▸ **Perintah 1**:
Silakan ambil setiap baris data di bawah yang memuat kata "ceiling". Huruf besar dan kecil harus diperhatikan.

▸ **Teks Sumber**:
====

Orang Tua Sang Profesor
Saya pertama kali
mendengar nama UIN Malang dari paman Firdaus. Setelah nyantren di MDQH NW
Pancor selama dua tahun, beliau melanjutkan studi ke S1 jurusan ahwal
assyakhsiyah di UIN Malang. Kala itu namanya masih STAIN Malang. Setiap sekali
setahun beliau pulang ke Lombok. Kadang-kadang pernah juga hanya sekali dalam
dua tahun. Sejak saat itu saya bercita-cita ingin kuliah di luar Lombok juga
meski masih belum tahu seperti apa rasa dan sensasi kuliah. Dari FTV saya
mengetahui bahwa kuliah gak mengenal seragam dan kayaknya menyenangkan.
Di FTV mahasiswa kelihatan bahagia, gak ada PR, tugas-tugas, apalagi
dapat sanksi hukuman. Saya jadi makin semangat pengen kuliah. Padahal saat itu masih kelas 4 SD.
Ada satu nama yang saya
ketahui dari paman Firdaus. Sosok yang memiliki andil besar dalam perkembangan
STAIN Malang ( kini UIN Malang ). Prof. Dr. Imam Suprayogo, tokoh yang menjadi leader
di perguruan tinggi tersebut selama 16 tahun lebih. Masih teringat betul jejak
metamorfosis kampus ulul albab itu. Dari STAIN Malang, lalu IAIN Malang,
kemudian UIIS ( Universitas Islam Indonesia Sudan, hingga akhirnya resmi
menjadi Universitas Islam Negeri.
Prof Imam dikenal sebagai
akademisi yang cakap dan berkompeten. Beliau memiliki banyak insiatif dan
inovasi dalam pengembangan UIN Malang. Bertahun-tahun lalu UIN Malang hanya
kampus biasa-biasa saja namun hari ini lihatlah ! UIN Malang telah masuk dalam
deretan perguruan tinggi negeri ternama di Nusantara. Ribuan orang dari
berbagai penjuru datang dan mengais ilmu disana. UIN Malanglah satu-satunya
Universitas yang memadukan sistem pondok pesantren dan sistem perguruan tinggi.
Hal ini yang membuat saya tertarik ingin kuliah di UIN Malang dulu.
Alhamdulillah Allah
memberi saya kesempatan dua kali mengunjungi UIN Malang, paling tidak sampai
saat ini. Kedatangan yang pernama sekedar jalan-jalan. Adapun kali kedua dalam
rangka mengikuti seleksi beasiswa timur tengah. saat itu paman saya menelpon
dan berkata “ kamu jalan-jalanlah disana, izz. Kelilingi Malang !! siapa tahu
kamu gak jadi kuliah disana, tapi di Maroko ”. saat itu saya mengamini
apa perkataan paman. Dan benar saja, saya memang tidak jadi kuliah disana (
meski sudah diterima melalui jalur UM-PTKIN ), namun bukan Maroko melainkan
UGM. Masih di Indonesia. setengah doa itu terkabul. Eh tapi bukan setengah ding.
Siapa tahu S2 saya dapat beasiswa dan jadi kuliah di Maroko. Hehe. Kalau gak
saya mungkin istri saya. haha.

====

▸ **Data Rujukan**:
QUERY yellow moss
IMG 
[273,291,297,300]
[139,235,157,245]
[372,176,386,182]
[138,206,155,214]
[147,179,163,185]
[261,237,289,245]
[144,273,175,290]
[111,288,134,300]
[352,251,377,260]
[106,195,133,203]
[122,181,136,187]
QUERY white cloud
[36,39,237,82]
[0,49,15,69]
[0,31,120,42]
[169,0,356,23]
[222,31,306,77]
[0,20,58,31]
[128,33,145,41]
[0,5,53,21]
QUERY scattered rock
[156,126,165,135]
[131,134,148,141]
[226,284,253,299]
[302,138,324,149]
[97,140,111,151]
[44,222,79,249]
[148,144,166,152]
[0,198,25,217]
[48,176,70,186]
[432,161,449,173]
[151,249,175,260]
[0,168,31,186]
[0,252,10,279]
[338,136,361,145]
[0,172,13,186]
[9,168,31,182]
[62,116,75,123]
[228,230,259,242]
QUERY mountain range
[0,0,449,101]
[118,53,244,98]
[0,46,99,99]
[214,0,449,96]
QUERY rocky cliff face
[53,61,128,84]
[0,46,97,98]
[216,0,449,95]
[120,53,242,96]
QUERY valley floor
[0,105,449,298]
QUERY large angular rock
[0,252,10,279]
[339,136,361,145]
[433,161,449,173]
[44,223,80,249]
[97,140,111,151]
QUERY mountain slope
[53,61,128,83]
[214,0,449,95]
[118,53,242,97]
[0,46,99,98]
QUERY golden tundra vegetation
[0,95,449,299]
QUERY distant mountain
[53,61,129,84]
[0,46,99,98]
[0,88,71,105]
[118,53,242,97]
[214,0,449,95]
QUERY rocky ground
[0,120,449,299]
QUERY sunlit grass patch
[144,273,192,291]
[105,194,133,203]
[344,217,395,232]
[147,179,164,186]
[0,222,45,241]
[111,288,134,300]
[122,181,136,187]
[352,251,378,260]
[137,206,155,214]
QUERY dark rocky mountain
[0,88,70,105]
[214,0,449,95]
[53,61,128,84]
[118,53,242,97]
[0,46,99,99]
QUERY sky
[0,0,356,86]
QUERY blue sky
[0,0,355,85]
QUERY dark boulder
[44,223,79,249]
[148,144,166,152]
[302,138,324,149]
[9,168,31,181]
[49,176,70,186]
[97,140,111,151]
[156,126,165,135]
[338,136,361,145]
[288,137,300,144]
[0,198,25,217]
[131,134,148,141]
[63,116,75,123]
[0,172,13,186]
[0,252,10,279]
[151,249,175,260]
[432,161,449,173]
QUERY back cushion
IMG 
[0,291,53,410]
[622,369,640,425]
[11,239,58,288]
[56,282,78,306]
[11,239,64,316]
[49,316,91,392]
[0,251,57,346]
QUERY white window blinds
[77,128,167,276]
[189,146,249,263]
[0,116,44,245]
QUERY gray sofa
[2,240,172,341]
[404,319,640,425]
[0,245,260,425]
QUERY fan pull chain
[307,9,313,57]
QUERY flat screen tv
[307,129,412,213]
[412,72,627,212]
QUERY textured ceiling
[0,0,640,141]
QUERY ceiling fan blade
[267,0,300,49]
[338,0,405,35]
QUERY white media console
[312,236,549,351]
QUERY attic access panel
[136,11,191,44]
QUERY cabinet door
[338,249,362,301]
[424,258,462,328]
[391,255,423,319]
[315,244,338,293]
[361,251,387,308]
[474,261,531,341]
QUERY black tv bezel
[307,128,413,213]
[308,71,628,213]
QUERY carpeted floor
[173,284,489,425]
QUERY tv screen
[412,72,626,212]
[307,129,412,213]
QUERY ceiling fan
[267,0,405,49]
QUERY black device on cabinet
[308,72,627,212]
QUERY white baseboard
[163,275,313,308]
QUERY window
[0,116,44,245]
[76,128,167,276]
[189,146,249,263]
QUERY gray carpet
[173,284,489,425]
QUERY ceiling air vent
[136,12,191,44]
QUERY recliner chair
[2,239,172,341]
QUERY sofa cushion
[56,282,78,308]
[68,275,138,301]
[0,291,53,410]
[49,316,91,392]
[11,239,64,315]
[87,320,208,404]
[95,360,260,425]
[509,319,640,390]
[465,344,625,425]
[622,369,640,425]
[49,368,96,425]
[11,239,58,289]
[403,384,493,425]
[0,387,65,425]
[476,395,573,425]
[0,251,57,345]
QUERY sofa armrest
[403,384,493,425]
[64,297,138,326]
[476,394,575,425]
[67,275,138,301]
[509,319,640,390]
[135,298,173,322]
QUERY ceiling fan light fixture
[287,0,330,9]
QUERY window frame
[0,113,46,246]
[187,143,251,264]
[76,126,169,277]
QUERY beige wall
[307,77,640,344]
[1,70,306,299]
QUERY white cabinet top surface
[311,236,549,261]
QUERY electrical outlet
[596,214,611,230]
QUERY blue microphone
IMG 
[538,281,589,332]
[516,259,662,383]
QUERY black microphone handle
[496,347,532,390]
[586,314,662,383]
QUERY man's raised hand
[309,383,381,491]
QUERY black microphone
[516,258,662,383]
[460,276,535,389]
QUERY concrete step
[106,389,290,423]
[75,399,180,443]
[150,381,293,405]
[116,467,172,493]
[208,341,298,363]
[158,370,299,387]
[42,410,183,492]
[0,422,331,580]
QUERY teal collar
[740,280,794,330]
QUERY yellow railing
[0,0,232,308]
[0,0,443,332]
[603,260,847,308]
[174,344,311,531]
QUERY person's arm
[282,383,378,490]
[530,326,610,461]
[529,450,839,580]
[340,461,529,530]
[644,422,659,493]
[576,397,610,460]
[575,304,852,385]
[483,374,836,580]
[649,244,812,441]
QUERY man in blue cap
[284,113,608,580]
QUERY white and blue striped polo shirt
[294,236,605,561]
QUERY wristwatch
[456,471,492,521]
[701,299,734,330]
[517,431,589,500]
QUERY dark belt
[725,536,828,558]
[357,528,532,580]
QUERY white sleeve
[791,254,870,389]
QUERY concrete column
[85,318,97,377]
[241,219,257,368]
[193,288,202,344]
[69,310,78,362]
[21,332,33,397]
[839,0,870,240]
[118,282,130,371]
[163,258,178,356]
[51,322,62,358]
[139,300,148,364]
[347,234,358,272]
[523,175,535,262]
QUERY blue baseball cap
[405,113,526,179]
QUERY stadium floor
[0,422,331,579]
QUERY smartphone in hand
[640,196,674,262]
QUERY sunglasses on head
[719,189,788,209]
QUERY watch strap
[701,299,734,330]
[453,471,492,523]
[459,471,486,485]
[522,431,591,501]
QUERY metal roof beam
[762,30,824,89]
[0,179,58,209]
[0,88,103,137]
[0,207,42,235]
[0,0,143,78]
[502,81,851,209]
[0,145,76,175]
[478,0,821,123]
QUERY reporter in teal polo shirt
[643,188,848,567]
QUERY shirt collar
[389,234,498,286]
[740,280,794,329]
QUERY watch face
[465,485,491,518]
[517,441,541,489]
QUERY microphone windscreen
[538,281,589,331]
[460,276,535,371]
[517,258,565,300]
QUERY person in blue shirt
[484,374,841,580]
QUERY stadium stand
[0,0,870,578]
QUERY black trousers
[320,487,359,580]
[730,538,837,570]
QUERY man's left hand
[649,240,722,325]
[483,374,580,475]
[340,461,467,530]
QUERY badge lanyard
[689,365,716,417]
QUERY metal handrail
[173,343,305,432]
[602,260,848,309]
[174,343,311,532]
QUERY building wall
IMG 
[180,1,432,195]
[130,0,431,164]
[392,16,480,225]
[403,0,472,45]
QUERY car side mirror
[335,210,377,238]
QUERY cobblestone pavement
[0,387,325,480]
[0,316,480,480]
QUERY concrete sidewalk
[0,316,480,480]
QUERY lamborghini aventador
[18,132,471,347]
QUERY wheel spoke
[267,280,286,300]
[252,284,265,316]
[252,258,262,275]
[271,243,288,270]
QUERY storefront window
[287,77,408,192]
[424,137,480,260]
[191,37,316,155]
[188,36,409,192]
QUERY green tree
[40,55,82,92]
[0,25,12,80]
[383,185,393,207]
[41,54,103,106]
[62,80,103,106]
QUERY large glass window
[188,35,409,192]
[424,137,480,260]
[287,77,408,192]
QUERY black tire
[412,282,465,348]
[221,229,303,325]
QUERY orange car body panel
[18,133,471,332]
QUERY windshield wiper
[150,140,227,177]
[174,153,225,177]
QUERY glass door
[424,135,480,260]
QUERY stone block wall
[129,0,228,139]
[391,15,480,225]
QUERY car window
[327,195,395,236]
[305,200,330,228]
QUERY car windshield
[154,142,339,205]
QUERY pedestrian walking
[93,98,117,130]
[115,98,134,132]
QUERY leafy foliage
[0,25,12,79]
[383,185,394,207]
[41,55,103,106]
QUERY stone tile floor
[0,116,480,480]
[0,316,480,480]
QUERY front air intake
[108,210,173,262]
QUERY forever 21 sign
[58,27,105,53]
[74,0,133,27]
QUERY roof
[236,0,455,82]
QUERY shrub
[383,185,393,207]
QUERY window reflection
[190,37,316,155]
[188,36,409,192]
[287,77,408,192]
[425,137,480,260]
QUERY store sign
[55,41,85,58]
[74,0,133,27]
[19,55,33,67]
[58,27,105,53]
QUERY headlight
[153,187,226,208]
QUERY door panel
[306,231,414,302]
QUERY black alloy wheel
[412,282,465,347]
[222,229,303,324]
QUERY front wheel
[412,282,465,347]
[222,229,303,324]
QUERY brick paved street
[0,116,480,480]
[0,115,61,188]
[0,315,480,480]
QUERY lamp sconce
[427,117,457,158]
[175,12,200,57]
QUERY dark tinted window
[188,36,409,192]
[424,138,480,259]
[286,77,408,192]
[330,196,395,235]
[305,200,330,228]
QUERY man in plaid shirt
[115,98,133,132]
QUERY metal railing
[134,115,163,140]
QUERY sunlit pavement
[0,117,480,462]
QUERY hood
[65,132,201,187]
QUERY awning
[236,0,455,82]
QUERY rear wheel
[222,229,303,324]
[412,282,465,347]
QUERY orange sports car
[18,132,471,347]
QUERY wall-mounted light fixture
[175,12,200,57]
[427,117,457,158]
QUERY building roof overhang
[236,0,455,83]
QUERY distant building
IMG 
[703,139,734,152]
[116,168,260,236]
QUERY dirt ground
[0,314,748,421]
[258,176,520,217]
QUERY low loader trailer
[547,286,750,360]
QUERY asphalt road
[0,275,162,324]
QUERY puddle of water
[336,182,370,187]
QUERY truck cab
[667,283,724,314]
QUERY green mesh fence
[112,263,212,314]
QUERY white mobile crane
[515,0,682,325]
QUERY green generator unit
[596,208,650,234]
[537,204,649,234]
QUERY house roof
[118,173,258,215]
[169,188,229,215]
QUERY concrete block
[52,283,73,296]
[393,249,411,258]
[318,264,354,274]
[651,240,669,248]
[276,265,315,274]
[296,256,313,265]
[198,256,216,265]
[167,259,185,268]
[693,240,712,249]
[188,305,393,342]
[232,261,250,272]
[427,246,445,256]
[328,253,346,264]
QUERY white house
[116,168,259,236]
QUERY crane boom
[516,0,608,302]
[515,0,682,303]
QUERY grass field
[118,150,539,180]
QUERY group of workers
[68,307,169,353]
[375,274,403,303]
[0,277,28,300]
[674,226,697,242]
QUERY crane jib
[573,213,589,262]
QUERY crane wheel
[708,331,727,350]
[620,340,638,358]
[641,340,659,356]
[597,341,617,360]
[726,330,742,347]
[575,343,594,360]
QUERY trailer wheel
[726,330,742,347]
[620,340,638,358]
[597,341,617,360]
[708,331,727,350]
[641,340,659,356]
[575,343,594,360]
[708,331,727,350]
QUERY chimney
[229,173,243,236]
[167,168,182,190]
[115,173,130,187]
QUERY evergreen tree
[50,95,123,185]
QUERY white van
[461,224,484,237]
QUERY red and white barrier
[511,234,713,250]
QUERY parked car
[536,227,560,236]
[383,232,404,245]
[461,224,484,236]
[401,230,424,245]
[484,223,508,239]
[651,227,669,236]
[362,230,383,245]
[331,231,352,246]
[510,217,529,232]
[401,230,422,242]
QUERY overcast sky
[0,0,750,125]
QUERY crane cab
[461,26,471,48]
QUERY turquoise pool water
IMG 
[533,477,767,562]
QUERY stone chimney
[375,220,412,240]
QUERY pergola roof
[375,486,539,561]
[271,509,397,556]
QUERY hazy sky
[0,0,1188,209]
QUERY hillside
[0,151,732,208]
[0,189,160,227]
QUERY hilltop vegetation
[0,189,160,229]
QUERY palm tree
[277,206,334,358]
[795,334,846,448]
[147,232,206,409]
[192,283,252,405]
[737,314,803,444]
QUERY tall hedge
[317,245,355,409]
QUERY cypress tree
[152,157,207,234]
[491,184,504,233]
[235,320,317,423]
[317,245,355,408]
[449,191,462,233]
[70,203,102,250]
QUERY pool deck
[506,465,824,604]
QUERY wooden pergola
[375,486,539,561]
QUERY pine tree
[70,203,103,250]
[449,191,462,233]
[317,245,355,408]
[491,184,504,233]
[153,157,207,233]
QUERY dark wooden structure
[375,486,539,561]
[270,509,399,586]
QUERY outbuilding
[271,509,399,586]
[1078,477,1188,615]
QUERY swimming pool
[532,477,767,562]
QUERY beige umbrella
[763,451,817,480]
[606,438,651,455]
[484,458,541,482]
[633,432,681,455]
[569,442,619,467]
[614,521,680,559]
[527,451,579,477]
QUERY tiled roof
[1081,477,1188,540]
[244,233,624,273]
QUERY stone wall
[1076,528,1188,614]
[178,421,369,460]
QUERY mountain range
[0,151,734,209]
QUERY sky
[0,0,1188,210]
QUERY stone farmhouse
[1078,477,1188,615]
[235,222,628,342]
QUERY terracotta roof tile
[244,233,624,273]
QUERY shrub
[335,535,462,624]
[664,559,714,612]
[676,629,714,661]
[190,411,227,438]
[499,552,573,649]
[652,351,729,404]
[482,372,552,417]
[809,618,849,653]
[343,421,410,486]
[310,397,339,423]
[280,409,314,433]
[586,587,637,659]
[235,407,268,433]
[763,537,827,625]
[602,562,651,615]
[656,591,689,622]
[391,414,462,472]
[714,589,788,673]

====

▸ **Perintah 2**:
Jawab pertanyaan berikut berdasarkan teks sumber di atas.
(a) Berapa lama Prof. Dr. Imam Suprayogo menjadi pemimpin di perguruan tinggi tersebut?
(b) Di mana paman Firdaus nyantren sebelum kuliah, dan berapa lama?
(c) Di universitas mana penulis akhirnya kuliah?

▸ **Jawaban 1**:
QUERY textured ceiling
QUERY ceiling fan blade
QUERY ceiling fan
QUERY ceiling air vent
QUERY ceiling fan light fixture

▸ **Jawaban 2**:
(a) Selama 16 tahun lebih.
(b) Di MDQH NW Pancor, selama dua tahun.
(c) Di UGM.